* _Challenge_
What is needed is an exact copy of the entries below, from the line that contains "Target: parking sign" through the final line, both included, and nothing else.

(A block of data)
## Start

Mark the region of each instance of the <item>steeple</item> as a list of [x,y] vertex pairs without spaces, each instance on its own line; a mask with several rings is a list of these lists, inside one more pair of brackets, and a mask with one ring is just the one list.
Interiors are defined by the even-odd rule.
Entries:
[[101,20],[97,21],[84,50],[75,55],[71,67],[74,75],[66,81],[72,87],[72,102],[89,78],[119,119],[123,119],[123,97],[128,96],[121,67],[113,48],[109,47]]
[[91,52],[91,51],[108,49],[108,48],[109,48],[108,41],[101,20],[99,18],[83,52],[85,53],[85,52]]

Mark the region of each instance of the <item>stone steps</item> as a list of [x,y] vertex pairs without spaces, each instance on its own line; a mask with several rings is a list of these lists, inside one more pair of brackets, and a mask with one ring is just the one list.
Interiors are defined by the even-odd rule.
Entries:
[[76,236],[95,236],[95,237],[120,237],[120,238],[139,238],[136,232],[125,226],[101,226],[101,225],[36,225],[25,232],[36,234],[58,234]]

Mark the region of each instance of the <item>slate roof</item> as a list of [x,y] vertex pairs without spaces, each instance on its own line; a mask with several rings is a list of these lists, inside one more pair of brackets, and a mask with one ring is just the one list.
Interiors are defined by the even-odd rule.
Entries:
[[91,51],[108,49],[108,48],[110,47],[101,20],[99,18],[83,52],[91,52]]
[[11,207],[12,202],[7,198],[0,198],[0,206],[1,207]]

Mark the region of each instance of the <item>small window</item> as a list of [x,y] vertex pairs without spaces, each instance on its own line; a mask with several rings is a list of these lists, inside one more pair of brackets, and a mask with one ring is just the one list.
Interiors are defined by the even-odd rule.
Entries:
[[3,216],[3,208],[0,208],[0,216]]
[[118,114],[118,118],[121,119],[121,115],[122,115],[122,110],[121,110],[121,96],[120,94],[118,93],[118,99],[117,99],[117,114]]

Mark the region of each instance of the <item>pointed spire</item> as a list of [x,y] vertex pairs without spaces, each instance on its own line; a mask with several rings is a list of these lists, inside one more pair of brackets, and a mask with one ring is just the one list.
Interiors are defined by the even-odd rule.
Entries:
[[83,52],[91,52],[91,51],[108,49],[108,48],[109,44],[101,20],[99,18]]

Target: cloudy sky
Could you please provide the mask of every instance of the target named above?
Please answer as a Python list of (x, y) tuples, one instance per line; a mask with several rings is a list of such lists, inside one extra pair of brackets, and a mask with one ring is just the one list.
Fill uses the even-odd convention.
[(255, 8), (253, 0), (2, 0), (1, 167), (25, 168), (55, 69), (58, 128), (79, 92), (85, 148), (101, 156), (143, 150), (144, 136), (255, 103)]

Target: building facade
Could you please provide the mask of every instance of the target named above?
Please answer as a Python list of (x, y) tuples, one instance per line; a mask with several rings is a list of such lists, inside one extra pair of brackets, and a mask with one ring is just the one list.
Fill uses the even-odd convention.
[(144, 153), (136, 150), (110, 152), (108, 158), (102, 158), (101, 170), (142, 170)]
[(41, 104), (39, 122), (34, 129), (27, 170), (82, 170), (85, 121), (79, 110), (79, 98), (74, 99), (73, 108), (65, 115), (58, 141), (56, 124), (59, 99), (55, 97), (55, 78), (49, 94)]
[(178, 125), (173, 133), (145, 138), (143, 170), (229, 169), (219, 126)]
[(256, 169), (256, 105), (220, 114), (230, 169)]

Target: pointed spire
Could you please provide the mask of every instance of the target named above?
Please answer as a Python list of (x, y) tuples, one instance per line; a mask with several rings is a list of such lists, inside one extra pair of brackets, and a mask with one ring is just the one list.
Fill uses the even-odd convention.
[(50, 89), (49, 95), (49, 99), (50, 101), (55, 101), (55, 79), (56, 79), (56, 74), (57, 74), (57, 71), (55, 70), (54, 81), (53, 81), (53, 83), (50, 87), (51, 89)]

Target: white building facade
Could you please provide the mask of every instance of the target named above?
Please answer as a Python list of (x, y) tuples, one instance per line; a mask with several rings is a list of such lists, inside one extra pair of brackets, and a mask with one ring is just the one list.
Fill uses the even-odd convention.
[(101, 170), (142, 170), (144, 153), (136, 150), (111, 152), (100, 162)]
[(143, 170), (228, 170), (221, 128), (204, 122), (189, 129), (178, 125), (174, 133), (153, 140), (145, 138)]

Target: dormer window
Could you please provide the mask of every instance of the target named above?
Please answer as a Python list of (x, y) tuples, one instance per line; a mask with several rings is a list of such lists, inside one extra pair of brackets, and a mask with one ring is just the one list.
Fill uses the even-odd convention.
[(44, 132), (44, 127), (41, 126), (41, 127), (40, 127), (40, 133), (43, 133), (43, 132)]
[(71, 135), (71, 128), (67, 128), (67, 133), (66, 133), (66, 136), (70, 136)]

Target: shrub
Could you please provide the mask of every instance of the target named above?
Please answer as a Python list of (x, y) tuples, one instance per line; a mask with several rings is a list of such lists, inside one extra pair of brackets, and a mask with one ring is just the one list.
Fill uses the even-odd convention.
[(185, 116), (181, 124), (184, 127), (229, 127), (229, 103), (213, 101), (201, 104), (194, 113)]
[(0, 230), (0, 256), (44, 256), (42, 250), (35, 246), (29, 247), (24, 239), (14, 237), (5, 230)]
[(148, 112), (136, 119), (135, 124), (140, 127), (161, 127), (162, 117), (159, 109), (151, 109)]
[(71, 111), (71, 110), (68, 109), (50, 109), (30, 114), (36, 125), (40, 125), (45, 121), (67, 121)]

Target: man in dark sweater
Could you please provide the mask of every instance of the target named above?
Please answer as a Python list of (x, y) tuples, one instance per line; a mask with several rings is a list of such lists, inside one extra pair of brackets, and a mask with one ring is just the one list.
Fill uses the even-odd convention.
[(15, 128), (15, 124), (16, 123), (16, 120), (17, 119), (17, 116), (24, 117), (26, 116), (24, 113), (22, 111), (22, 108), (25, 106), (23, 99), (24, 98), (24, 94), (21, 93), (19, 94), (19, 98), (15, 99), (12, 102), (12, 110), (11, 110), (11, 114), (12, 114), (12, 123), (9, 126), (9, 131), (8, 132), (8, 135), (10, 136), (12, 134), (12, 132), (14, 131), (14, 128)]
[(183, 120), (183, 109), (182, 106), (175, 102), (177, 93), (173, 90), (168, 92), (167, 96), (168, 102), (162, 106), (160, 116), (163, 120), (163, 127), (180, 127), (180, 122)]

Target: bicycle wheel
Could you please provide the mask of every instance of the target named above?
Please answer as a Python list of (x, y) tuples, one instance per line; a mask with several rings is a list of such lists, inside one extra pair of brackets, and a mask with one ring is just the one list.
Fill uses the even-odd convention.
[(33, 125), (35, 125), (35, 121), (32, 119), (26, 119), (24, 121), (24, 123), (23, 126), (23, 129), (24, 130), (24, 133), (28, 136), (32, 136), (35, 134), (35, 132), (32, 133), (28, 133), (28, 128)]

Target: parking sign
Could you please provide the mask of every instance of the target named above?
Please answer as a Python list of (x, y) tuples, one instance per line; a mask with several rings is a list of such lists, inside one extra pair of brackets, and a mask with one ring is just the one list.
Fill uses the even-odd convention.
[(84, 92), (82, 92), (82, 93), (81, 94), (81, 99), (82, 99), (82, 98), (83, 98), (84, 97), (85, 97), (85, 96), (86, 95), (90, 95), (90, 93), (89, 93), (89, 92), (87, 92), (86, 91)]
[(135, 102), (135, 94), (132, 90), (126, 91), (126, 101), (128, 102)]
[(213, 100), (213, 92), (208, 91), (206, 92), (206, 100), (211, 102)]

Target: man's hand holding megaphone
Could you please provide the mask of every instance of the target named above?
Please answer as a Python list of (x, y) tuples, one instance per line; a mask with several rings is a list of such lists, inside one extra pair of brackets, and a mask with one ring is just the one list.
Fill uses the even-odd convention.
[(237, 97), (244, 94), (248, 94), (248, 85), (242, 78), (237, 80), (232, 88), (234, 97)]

## End

* _Final result_
Target: parking sign
Could you please provide the mask of every instance of the target named above?
Please answer as a Python list of (x, y) tuples, one instance per line; a mask with several rings is a list of such lists, inside one extra pair of brackets, and a mask with one ring is just the one list.
Fill uses the even-odd convention.
[(84, 92), (82, 92), (82, 93), (81, 94), (81, 99), (82, 99), (82, 98), (83, 98), (84, 97), (85, 97), (85, 96), (86, 95), (90, 95), (90, 93), (89, 93), (89, 92), (87, 92), (86, 91)]
[(135, 102), (135, 94), (132, 90), (126, 91), (126, 101), (128, 102)]
[(213, 100), (213, 92), (208, 91), (206, 92), (206, 100), (211, 102)]

Target: man's hand holding megaphone
Could you please provide the mask of every instance of the target named above?
Please answer as a Python list of (x, y) tuples, one instance per line; a mask with several rings is a list of such lists, inside one extra pair of brackets, and a mask with one ring is just the one list.
Fill uses the even-odd convention.
[(237, 97), (244, 94), (248, 94), (248, 85), (242, 78), (237, 80), (232, 88), (234, 97)]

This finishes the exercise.